— Elenco dei dati —
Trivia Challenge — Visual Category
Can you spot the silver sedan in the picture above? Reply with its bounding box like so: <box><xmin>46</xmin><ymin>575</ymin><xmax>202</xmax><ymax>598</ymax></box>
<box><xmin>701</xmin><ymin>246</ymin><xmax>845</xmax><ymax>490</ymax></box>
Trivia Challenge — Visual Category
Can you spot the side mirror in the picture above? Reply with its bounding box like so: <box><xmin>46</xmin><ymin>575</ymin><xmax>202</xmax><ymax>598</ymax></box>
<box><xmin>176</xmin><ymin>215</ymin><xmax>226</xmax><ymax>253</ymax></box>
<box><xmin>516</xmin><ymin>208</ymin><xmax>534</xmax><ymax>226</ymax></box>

— Compito da svolgere —
Sostituisci "picture" con "image" in tutti i dati e riscrivili interamente, lasciando invariato tutto il resto.

— Risposta completa —
Trivia Challenge — Visual Category
Can you spot the silver sedan in the image above? Reply with its bounding box like so: <box><xmin>46</xmin><ymin>575</ymin><xmax>202</xmax><ymax>598</ymax></box>
<box><xmin>701</xmin><ymin>246</ymin><xmax>845</xmax><ymax>490</ymax></box>
Trivia Challenge — Visual Category
Can you spot the side mirror in the image above? Reply with its bounding box like so: <box><xmin>46</xmin><ymin>575</ymin><xmax>202</xmax><ymax>598</ymax></box>
<box><xmin>176</xmin><ymin>215</ymin><xmax>226</xmax><ymax>253</ymax></box>
<box><xmin>516</xmin><ymin>208</ymin><xmax>534</xmax><ymax>226</ymax></box>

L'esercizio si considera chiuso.